:: EXERCISE DETAILS ::
Write out, word for word, everything in the article below on the Chevalier d'Eon from "And his dress" down to "of effective make-up.".

London Evening Standard, UK
Like the chevalier, we are all cross-dressers now
Melanie McDonagh
07 June 2012
[Photo: Radical: the Chevalier defied social conventions]
As cross-dressers go, the Chevalier d’Eon doesn’t make an entirely
convincing woman. In the portrait that has just gone on show at the
National Portrait Gallery, the most famous transvestite of the 18th
century looks all too male and appears to have the shadow of a beard.
And his dress is disappointingly modest; he was trying to suck up to
the new French republican government so he has a white kerchief across
his bosom and a tricoloured ribbon in his hat. Comparing him and
Grayson Perry, you feel that cross-dressing has come a long way since
the advent of effective make-up.
Nonetheless, this purchase is largely of symbolic value, quite apart
from depicting a genuinely interesting historical figure who was once
a synonym for cross-dressing the way the Marquis de Sade was for
sadism. The National Portrait Gallery is keen on inclusivity and this
acquisition, an English copy of a French original, will make the
cross-dressers happy, because its photographs of Britain’s
contemporary cross-dressers, Eddie Izzard and Grayson Perry, do not,
disappointingly, show them in women’s clothes. As Lucy Peltz, curator
of 18th-century portraits, observes: “The Chevalier d’Eon was a figure
of international fame and notoriety … But it is his courage in
following his gender orientation in the face of the severest penalties
that make this portrait one of the most inspiring and fascinating
images.”
Well, certainly he was notorious. Like Virginia Woolf’s Orlando, he
spent the first half of his life a man, the second as a woman. Once a
stooge of Louis XV in his personal secret police, he was later part of
the French mission to the court of the Empress Elizabeth of Russia. He
came to London in 1762 as part of the French mission, where he
assisted the king in drawing up plans for an invasion of England, and
blackmailed his own government in return for keeping those plans
secret. Part of the deal was that he should stick to women’s dress. He
enlivened London by fencing on stage in a dress: he was an
accomplished swordsman. And although there was a book opened on the
Stock Exchange to speculate on his sex, he was found, at death, to be
anatomically male, a revelation from which it reportedly took his
housekeeper hours to recover.

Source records
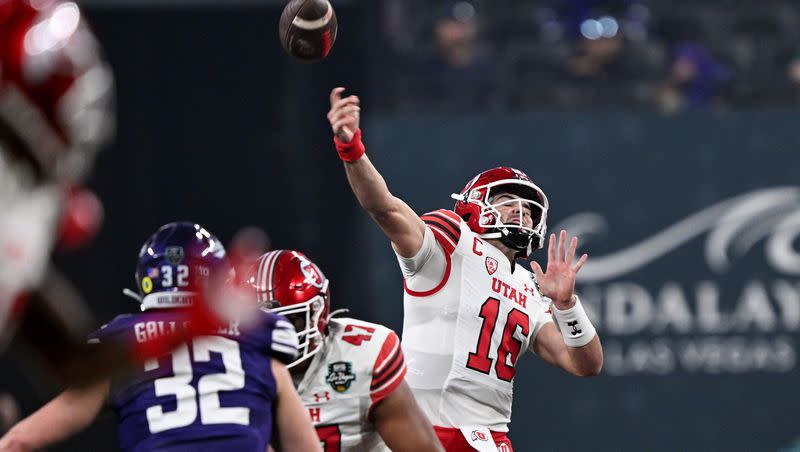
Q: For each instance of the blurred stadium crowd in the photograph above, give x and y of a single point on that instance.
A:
(665, 55)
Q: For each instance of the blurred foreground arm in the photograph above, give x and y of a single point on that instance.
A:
(69, 413)
(295, 432)
(402, 424)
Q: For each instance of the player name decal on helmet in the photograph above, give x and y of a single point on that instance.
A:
(340, 376)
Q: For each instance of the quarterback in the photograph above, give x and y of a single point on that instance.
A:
(470, 310)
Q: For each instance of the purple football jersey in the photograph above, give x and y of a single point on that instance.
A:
(210, 393)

:: WORKED SOLUTION ::
And his dress is disappointingly modest; he was trying to suck up to
the new French republican government so he has a white kerchief across
his bosom and a tricoloured ribbon in his hat. Comparing him and
Grayson Perry, you feel that cross-dressing has come a long way since
the advent of effective make-up.